What the task asks:
Turn the lines starting at the one containing "draw the outline of human" and ending at the last line into a numbered list, skipping blank lines and omitting the pictures.

BEGIN Entries shown

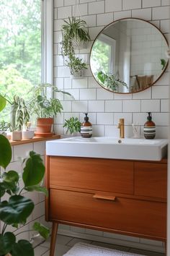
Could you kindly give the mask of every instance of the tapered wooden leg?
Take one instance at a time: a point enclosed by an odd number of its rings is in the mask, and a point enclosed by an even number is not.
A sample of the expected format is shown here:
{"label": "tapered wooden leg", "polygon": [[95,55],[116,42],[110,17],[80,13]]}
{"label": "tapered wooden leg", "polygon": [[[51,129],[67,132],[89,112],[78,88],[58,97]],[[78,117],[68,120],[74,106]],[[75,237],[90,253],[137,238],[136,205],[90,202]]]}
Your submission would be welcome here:
{"label": "tapered wooden leg", "polygon": [[58,223],[53,222],[51,239],[50,239],[50,256],[54,256],[55,241],[57,238],[57,231],[58,231]]}

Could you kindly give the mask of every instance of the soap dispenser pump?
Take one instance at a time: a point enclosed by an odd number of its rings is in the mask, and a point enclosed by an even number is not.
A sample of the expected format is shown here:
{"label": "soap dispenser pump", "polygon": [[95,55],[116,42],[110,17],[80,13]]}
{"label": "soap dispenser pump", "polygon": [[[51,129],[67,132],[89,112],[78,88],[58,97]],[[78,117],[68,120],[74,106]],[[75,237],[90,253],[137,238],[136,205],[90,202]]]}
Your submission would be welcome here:
{"label": "soap dispenser pump", "polygon": [[89,138],[92,136],[92,124],[89,121],[88,113],[84,113],[84,121],[81,125],[81,136],[84,138]]}
{"label": "soap dispenser pump", "polygon": [[156,136],[156,124],[152,121],[151,112],[148,112],[148,121],[145,123],[143,127],[143,134],[146,139],[154,139]]}

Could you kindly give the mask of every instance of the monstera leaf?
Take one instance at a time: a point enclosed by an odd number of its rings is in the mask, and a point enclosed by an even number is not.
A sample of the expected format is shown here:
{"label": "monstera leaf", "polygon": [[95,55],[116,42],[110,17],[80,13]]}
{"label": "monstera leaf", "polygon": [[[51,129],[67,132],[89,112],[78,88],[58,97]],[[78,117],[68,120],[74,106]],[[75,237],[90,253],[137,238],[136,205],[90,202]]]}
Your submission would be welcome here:
{"label": "monstera leaf", "polygon": [[12,147],[4,135],[0,135],[0,166],[6,168],[12,159]]}
{"label": "monstera leaf", "polygon": [[12,248],[12,256],[34,256],[34,249],[32,244],[27,240],[19,240],[13,244]]}
{"label": "monstera leaf", "polygon": [[37,231],[45,239],[47,239],[49,237],[50,229],[39,222],[35,222],[32,228],[35,231]]}
{"label": "monstera leaf", "polygon": [[34,202],[22,195],[13,195],[0,202],[0,219],[8,225],[25,223],[34,209]]}
{"label": "monstera leaf", "polygon": [[15,243],[15,236],[11,232],[0,234],[0,255],[10,252],[12,245]]}

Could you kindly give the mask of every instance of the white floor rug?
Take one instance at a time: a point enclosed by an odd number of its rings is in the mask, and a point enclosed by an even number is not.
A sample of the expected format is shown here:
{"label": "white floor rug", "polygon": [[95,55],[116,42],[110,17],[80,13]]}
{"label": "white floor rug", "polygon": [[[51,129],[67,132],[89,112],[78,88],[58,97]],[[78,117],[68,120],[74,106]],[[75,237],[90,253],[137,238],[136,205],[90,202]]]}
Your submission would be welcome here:
{"label": "white floor rug", "polygon": [[144,256],[90,244],[77,243],[63,256]]}

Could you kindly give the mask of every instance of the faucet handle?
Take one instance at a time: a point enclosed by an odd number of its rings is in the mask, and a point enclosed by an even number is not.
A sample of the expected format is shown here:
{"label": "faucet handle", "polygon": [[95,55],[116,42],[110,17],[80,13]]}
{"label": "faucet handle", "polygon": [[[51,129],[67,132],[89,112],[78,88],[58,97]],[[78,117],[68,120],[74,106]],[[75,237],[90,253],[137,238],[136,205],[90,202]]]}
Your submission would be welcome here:
{"label": "faucet handle", "polygon": [[120,123],[120,124],[124,124],[124,120],[125,120],[124,118],[120,118],[119,123]]}

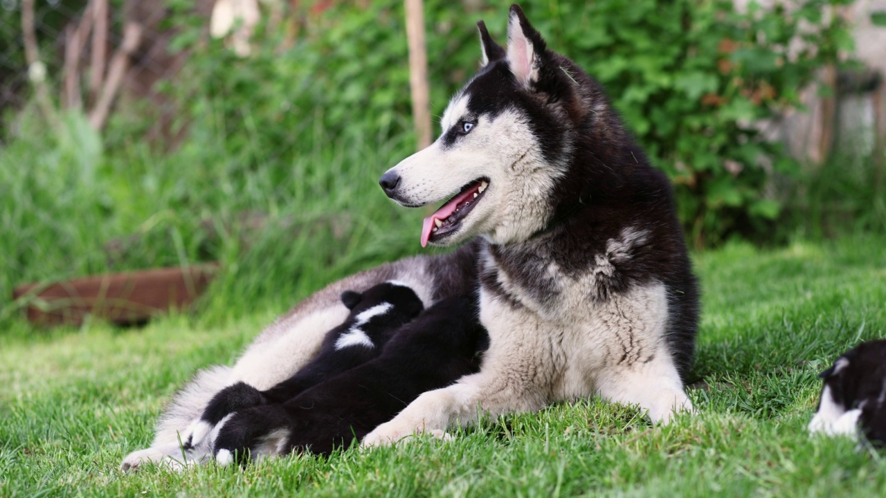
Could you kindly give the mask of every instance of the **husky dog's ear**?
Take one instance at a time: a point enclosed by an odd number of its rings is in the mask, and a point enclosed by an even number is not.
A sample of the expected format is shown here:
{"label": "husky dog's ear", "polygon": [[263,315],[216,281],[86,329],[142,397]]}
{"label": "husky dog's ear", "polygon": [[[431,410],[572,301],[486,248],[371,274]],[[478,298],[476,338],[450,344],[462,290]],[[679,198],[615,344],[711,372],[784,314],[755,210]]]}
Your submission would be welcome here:
{"label": "husky dog's ear", "polygon": [[532,89],[539,80],[545,41],[529,24],[523,9],[514,4],[508,17],[508,65],[517,81]]}
{"label": "husky dog's ear", "polygon": [[493,40],[486,31],[486,24],[482,20],[477,21],[477,29],[480,32],[480,52],[483,58],[480,59],[480,67],[486,67],[490,62],[495,62],[505,57],[504,49]]}
{"label": "husky dog's ear", "polygon": [[355,306],[360,304],[360,301],[362,299],[363,295],[354,291],[345,291],[341,293],[341,302],[343,302],[348,309],[354,309]]}

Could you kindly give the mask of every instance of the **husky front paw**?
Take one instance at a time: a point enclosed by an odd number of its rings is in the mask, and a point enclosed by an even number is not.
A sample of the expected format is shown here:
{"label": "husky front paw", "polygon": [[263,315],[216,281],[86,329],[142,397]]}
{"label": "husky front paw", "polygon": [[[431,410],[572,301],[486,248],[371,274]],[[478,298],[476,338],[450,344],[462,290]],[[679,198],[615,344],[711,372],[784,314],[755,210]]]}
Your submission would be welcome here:
{"label": "husky front paw", "polygon": [[213,396],[203,410],[203,415],[191,422],[185,430],[183,440],[184,447],[190,448],[199,445],[215,425],[229,415],[267,403],[265,395],[245,382],[237,382],[225,387]]}
{"label": "husky front paw", "polygon": [[[399,424],[396,420],[382,424],[376,427],[360,441],[362,447],[390,446],[400,440],[410,438],[421,431],[412,425]],[[442,432],[442,431],[440,431]]]}
{"label": "husky front paw", "polygon": [[195,465],[200,463],[201,459],[188,455],[181,447],[149,447],[127,455],[120,465],[120,470],[124,472],[134,472],[138,471],[143,465],[156,463],[162,469],[181,471],[188,465]]}

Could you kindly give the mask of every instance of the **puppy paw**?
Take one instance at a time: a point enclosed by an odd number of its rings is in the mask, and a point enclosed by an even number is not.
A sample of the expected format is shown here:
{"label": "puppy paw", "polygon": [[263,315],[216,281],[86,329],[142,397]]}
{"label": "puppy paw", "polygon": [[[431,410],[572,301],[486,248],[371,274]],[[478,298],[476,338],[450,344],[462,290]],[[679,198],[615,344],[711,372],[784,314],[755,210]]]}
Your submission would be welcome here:
{"label": "puppy paw", "polygon": [[432,431],[429,431],[427,433],[444,442],[448,442],[455,439],[452,434],[441,429],[434,429]]}
{"label": "puppy paw", "polygon": [[202,418],[194,419],[194,421],[188,425],[188,428],[185,429],[184,432],[182,434],[182,444],[184,445],[184,447],[186,448],[199,446],[214,428],[214,424],[210,424]]}
{"label": "puppy paw", "polygon": [[292,425],[284,409],[275,405],[255,407],[229,416],[211,436],[219,464],[242,464],[282,455],[289,449]]}
{"label": "puppy paw", "polygon": [[859,417],[861,416],[860,409],[851,409],[836,419],[830,427],[828,434],[832,436],[855,436],[859,433]]}

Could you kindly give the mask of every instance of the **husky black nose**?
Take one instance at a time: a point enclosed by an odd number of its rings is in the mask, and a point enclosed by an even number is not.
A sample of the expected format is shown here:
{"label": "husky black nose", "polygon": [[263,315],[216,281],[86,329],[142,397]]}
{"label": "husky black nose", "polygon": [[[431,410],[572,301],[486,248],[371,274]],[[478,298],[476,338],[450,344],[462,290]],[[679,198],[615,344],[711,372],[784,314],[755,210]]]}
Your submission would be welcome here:
{"label": "husky black nose", "polygon": [[388,197],[393,197],[393,191],[399,183],[400,175],[397,175],[393,171],[388,171],[378,179],[378,184],[382,186],[382,189],[385,190],[385,193]]}

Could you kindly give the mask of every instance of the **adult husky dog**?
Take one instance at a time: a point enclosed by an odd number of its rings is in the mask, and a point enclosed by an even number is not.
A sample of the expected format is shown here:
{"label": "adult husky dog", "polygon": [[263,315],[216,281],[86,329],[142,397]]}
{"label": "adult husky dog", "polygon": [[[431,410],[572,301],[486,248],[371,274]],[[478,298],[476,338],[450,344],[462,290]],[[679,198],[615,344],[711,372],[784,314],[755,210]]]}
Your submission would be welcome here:
{"label": "adult husky dog", "polygon": [[233,368],[198,375],[162,417],[152,448],[131,454],[124,469],[181,458],[179,438],[188,435],[179,432],[215,392],[237,381],[267,389],[285,379],[346,318],[342,291],[391,279],[413,287],[425,307],[478,288],[490,346],[478,373],[422,394],[364,446],[441,434],[475,421],[478,410],[535,411],[591,394],[636,403],[655,422],[691,409],[683,379],[698,297],[669,182],[649,166],[600,85],[548,50],[517,5],[506,49],[478,26],[482,67],[449,103],[442,135],[380,181],[408,207],[455,193],[424,221],[423,245],[476,238],[309,298]]}

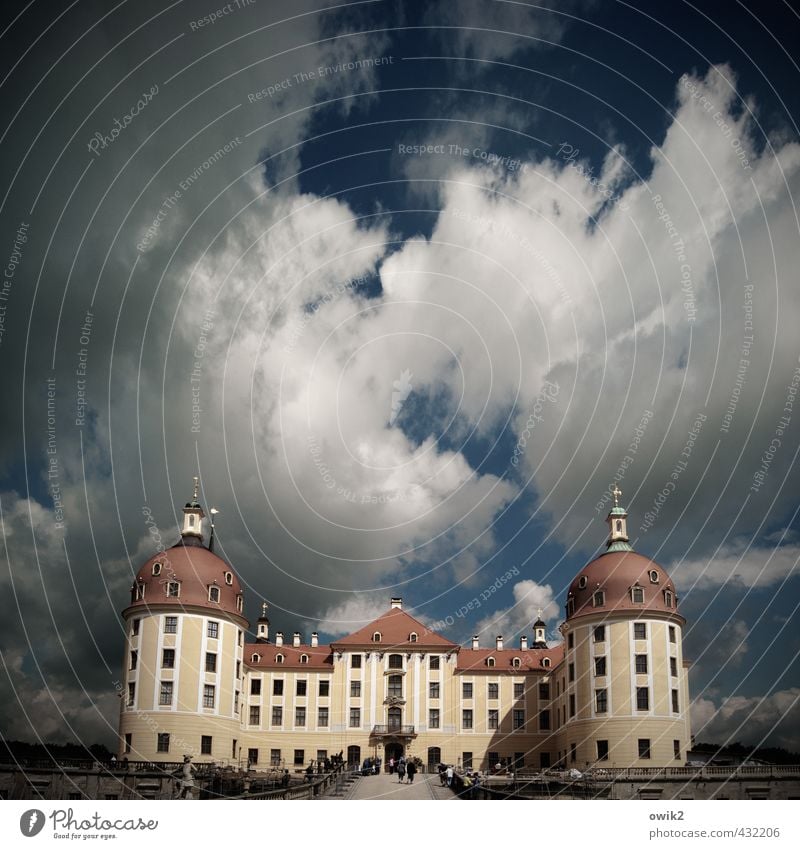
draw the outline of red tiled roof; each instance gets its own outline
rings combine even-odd
[[[494,666],[487,666],[488,658],[494,658]],[[513,665],[518,657],[520,664]],[[550,658],[550,666],[542,666],[542,660]],[[564,659],[564,646],[558,645],[550,649],[462,649],[458,653],[456,671],[458,672],[530,672],[532,670],[547,672],[553,670]]]
[[[372,639],[376,631],[380,632],[380,643],[376,643]],[[409,639],[412,633],[417,635],[416,642],[411,642]],[[456,643],[445,639],[435,631],[431,631],[427,625],[399,607],[387,610],[386,613],[370,622],[369,625],[365,625],[358,631],[331,643],[334,649],[339,646],[369,646],[374,649],[379,645],[383,649],[387,647],[404,649],[438,648],[452,651],[459,648]]]

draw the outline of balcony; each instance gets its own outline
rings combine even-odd
[[[372,728],[373,737],[416,737],[417,732],[413,725],[375,725]]]

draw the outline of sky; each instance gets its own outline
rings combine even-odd
[[[4,737],[113,745],[199,475],[251,622],[484,645],[616,483],[696,740],[800,751],[796,4],[4,14]]]

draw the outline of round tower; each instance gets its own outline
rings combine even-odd
[[[122,611],[120,759],[238,758],[248,623],[239,579],[203,543],[194,480],[180,540],[142,565]]]
[[[681,766],[690,744],[684,618],[669,575],[630,545],[612,490],[606,551],[567,594],[557,680],[567,768]]]

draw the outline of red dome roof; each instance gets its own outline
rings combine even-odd
[[[170,584],[176,582],[178,594],[170,595]],[[211,591],[212,587],[218,589],[219,601],[212,601],[217,595]],[[243,616],[241,596],[242,587],[233,569],[199,540],[188,538],[151,557],[139,569],[131,589],[129,609],[192,606]]]
[[[595,600],[598,591],[603,595]],[[675,585],[658,563],[649,557],[635,551],[601,554],[581,569],[570,584],[567,593],[568,620],[630,611],[677,615]]]

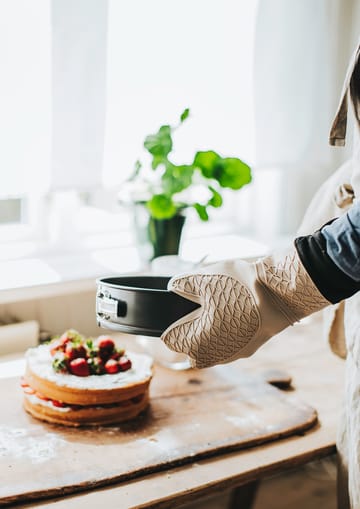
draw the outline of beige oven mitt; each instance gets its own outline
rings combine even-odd
[[[229,260],[174,276],[168,289],[200,304],[161,336],[198,368],[248,357],[278,332],[330,304],[295,248],[254,263]]]

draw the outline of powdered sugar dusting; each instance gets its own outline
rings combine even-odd
[[[0,427],[0,457],[9,457],[31,463],[43,463],[59,454],[66,441],[56,433],[44,432],[41,436],[30,436],[24,428]]]
[[[26,360],[31,371],[50,382],[61,387],[73,389],[115,389],[128,384],[139,383],[151,376],[153,360],[149,355],[126,352],[132,362],[128,371],[115,373],[113,375],[90,375],[75,376],[70,373],[56,373],[52,367],[53,358],[50,354],[49,345],[40,345],[30,348],[26,353]]]

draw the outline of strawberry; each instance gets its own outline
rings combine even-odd
[[[70,372],[76,376],[89,376],[90,367],[86,359],[78,357],[70,361]]]
[[[55,358],[52,363],[52,367],[56,373],[68,373],[69,372],[69,359],[63,352],[56,352]]]
[[[120,359],[118,360],[118,366],[119,371],[127,371],[128,369],[131,368],[132,363],[131,360],[128,359],[127,357],[120,357]]]
[[[115,343],[114,340],[109,338],[108,336],[99,336],[97,346],[99,348],[100,357],[103,360],[107,360],[114,352]]]
[[[41,392],[35,392],[35,396],[39,399],[42,399],[43,401],[49,401],[50,398],[47,398],[46,396],[44,396],[43,394],[41,394]]]
[[[105,366],[100,357],[90,357],[87,359],[92,375],[103,375],[105,373]]]
[[[125,353],[123,348],[115,348],[114,353],[110,355],[110,359],[119,360]]]
[[[65,355],[71,361],[77,359],[78,357],[83,357],[86,359],[87,351],[83,345],[67,343],[65,348]]]
[[[51,400],[51,403],[56,406],[56,407],[59,407],[59,408],[64,408],[67,406],[66,403],[64,403],[63,401],[57,401],[56,399],[52,399]]]
[[[51,341],[50,346],[51,346],[50,353],[53,357],[54,355],[56,355],[57,352],[65,350],[65,346],[61,343],[59,339]]]
[[[35,391],[34,389],[32,389],[31,387],[24,387],[24,392],[25,394],[35,394]]]
[[[113,375],[119,371],[119,364],[115,359],[109,359],[105,364],[105,371],[106,373]]]

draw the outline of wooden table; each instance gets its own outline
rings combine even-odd
[[[335,452],[344,363],[329,351],[322,338],[319,316],[291,327],[251,359],[239,362],[251,372],[286,370],[293,378],[295,394],[318,411],[319,423],[304,436],[284,438],[106,488],[21,507],[173,508],[221,490],[249,485]]]

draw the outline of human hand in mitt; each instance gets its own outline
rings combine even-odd
[[[358,291],[359,283],[329,258],[319,230],[296,239],[285,254],[209,265],[173,277],[168,289],[200,307],[161,339],[205,368],[250,356],[289,325]]]

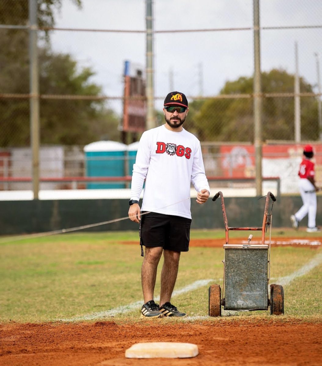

END Entries shown

Result of the exercise:
1. draw the outline of human hand in mitt; each instance gets its own outline
2. rings combine even-odd
3. [[[358,291],[359,283],[329,258],[319,230],[296,239],[285,254],[209,265],[173,277],[168,289],[200,307],[161,339],[205,368],[250,356],[289,325]]]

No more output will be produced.